Extracted text:
━━━

These unaudited interim combined financial statements include the accounts of
the subsidiaries of NDC that comprise its eCommerce business segment
(collectively referred to as "the Company"). The Company is an integrated
provider of high volume electronic transaction processing and value-added end-
to-end information services and systems to merchants, multinational
corporations, financial institutions, and government agencies. These services
are marketed to customers within the merchant services and the funds transfer
business through various sales channels. The Company's operations are provided
in the United States, Canada, and Europe.
The Company adopted Statement of Financial Accounting Standards No. 131 ("SFAS
131"), "Disclosure About Segments of an Enterprise and Related Information."
Accordingly, the Company's chief operating decision making group currently
operates as one reportable segment--electronic transaction processing--therefore
the majority of the disclosures required by SFAS 131 do not apply to the
Company. The Company's results of operations and its financial condition are
not significantly reliant upon any single customer or foreign operations.
Revenues from external customers from the Company's two service offerings are as
follows (in thousands):
Second Quarter Ended Six Months Ended
November 30, November 30,
2000 1999 2000 1999
------- ------- -------- --------
Merchant services $77,752 $78,834 $159,828 $163,035
Funds transfer 4,879 5,340 9,994 10,967
---------------------------------------------------------
$82,631 $84,174 $169,822 $174,002
=========================================================
NOTE 2 - SUMMARY OF SIGNIFICANT ACCOUNTING POLICIES:
The financial statements included herein have been prepared by the Company,
without audit, pursuant to the rules and regulations of the Securities and
Exchange Commission. Certain information and footnote disclosures normally
included in financial statements prepared in accordance with generally accepted
accounting principles have been condensed or omitted pursuant to such rules and
regulations, although the Company believes the disclosures are adequate to make
the information presented not misleading. It is suggested that these financial
statements be read in conjunction with the combined
6
financial statements and notes thereto included in the Company's latest
Registration Statement on Form 10 filed on December 28, 2000.
In the opinion of management, the information furnished reflects all adjustments
necessary to present fairly the financial position, results of operations, and
cash flows for such interim periods.
NOTE 3 - EARNINGS PER SHARE:
Basic earnings per share is computed by dividing reported earnings available to
common shareholders by weighted average shares outstanding during the period.
Earnings available to common shareholders is the same as reported net income for
all periods presented. Weighted average shares outstanding is computed by
applying the distribution ratio of 0.8 of a share of the Company for each NDC
share held to the historical NDC weighted average shares outstanding for the
same periods presented.
Diluted earnings per share is computed by dividing reported earnings available
to common shareholders by weighted average shares outstanding during the period
and the impact of securities that, if exercised, would have a dilutive effect on
earnings per share. All options with an exercise price less than the average
market share price for the period generally are assumed to have a dilutive
effect on earnings per share. Diluted earnings per share is not presented in
these financial statements, as there are no historical market share prices for
the Company, as public trading will not commence until the distribution occurs.

━━━

Tasks and exercises:
[a] According to the financial statement notes, on what date was the Company's latest Registration Statement on Form 10 filed?
[b] List every type of customer that the financial statement notes say the Company provides its services and systems to.
[c] Continue the financial statement notes from the end of the earnings-per-share note.

━━━

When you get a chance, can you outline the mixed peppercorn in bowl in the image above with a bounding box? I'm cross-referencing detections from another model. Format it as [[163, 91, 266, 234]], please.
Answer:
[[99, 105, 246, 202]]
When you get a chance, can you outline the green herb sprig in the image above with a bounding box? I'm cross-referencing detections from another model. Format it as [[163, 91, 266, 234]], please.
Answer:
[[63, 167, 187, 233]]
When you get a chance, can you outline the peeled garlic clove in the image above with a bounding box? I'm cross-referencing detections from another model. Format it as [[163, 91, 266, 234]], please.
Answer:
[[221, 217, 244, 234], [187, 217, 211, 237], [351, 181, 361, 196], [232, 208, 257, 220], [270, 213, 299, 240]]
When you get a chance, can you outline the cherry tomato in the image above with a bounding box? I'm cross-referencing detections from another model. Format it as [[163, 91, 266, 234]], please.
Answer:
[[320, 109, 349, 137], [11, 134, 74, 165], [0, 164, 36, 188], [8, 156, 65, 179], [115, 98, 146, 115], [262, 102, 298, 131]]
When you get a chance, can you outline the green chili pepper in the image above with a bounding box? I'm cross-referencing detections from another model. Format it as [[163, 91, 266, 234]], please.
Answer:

━━━

Answers to each task:
[a] December 28, 2000.

[b]
- Merchants
- Multinational corporations
- Financial institutions
- Government agencies

[c]
Accordingly, the dilutive effect of stock options cannot be determined.
NOTE 4 - COMPREHENSIVE INCOME (LOSS):
The components of comprehensive income for the six months ended November 30,
2000 and November 30, 1999 are as follows:
(in thousands) 2000 1999
- -------------------------------------------------------------------------------
Net income $17,056 $19,227
Foreign exchange effect (469) (23)
----------- -----------
Total comprehensive income $16,587 $19,204
=========== ===========
NOTE 5 - TRANSACTIONS WITH NDC:
There were no material intercompany purchase or sales transactions between NDC
and the Company. The Company was charged with incremental corporate costs in the
amount of $1.1 million and $1.0 million in second quarter ended November 30,
2000 and 1999, respectively and $3.6 million and $2.1 million in six months
ended November 30, 2000 and 1999, respectively. These allocations were based on
an estimate of the proportion of corporate expenses related to the Company,
utilizing such factors as revenues, number of employees, number of transactions
processed and other applicable factors.
The Company was also charged corporate interest expense based on the anticipated
corporate debt allocations of NDC to the Company at the Distribution Date. The
Company utilized a rollback approach to allocate the anticipated portion of the
NDC consolidated group's debt and interest expense for all historical periods
presented. This treatment records the current proposed debt allocation
percentage for all historical periods presented. The allocated portion of the
consolidated group's debt is
7
presented as due to NDC on the accompanying combined balance sheets. Interest
expense recorded by the Company related to this debt was $1.1 million in each of
the second quarter periods ended November 30, 2000 and 1999, and $2.1 million in
each of the six month periods ended November 30, 2000 and 1999, and is included
in interest and other expense.
NOTE 6 - SUBSEQUENT EVENT:
Upon the recommendation of the compensation committee, the board of directors at
its regularly scheduled meeting on December 19, 2000 approved non-qualified
stock options to acquire 120,000 shares of NDC common stock for Paul Garcia,
Chief Executive Officer of the Company. Such stock options are subject to the
normal five year vesting and ten year exercise periods.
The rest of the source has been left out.